== Task to carry out ==
Pick out every line of the data below that contains the string "dense", and copy each one in full.

== Material for this exercise ==
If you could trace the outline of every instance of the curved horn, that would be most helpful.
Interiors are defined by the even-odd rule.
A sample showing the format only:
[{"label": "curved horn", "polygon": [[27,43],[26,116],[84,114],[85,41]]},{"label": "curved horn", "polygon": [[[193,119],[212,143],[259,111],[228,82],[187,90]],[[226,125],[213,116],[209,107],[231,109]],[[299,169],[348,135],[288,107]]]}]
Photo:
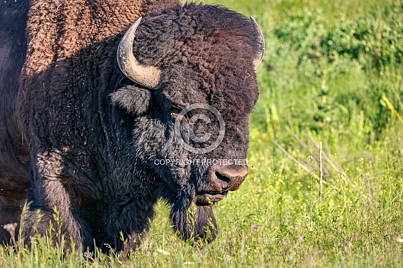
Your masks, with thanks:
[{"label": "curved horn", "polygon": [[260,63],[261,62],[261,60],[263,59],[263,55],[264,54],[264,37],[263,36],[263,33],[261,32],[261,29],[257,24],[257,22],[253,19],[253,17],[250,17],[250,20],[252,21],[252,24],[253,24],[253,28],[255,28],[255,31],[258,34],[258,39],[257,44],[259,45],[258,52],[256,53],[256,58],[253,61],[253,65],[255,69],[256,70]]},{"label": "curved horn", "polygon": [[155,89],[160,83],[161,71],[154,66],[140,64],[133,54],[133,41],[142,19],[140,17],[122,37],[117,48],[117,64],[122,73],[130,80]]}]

--

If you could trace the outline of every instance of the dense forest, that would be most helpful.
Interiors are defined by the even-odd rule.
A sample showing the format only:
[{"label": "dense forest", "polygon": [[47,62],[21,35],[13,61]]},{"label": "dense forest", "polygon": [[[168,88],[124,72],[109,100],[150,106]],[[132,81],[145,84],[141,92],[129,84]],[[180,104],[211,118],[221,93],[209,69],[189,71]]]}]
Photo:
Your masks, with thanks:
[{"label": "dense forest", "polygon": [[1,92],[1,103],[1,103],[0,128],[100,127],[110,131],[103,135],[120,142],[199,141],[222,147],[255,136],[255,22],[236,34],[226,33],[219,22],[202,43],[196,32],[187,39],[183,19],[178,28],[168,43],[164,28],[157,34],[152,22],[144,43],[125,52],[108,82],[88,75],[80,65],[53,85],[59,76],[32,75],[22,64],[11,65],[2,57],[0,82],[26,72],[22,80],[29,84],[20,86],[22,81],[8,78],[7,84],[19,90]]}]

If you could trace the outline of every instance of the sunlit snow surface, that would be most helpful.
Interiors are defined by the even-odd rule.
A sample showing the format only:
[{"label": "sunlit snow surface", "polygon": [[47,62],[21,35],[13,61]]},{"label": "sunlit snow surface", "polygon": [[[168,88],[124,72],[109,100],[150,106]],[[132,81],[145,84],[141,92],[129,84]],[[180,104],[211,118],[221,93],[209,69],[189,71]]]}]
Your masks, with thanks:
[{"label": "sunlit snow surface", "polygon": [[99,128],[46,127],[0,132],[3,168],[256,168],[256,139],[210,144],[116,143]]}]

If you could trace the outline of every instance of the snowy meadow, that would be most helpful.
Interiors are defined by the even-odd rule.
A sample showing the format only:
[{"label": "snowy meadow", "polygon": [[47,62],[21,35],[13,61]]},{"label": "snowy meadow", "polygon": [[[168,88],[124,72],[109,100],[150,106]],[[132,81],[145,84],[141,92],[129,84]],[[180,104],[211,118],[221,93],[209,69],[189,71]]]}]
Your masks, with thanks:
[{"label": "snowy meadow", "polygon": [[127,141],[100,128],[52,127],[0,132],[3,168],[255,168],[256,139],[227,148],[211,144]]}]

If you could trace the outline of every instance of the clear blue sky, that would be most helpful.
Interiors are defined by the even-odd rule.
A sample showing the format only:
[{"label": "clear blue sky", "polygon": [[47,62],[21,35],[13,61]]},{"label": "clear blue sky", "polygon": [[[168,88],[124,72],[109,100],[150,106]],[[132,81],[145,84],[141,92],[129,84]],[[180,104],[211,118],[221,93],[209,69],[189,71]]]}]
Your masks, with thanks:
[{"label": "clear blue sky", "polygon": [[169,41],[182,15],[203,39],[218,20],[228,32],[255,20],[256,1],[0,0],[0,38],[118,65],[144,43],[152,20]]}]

== Written solution ==
If you could trace the outline of every instance of the dense forest, that would be most helpful.
[{"label": "dense forest", "polygon": [[47,62],[21,35],[13,61]]},{"label": "dense forest", "polygon": [[[168,88],[124,72],[109,100],[150,106]],[[132,81],[145,84],[141,92],[129,84]],[[180,104],[211,118],[221,93],[209,69],[189,71]]]}]
[{"label": "dense forest", "polygon": [[1,92],[1,103],[1,103],[0,128],[100,127],[110,131],[103,135],[120,142],[199,141],[222,147],[255,136],[255,22],[236,34],[226,33],[219,22],[202,43],[196,32],[187,39],[183,19],[178,28],[168,43],[164,28],[157,34],[152,22],[144,43],[125,52],[108,82],[88,75],[80,65],[53,85],[59,76],[32,75],[22,64],[11,65],[2,57],[0,82],[26,72],[22,80],[29,84],[20,86],[22,81],[8,78],[7,84],[19,90]]}]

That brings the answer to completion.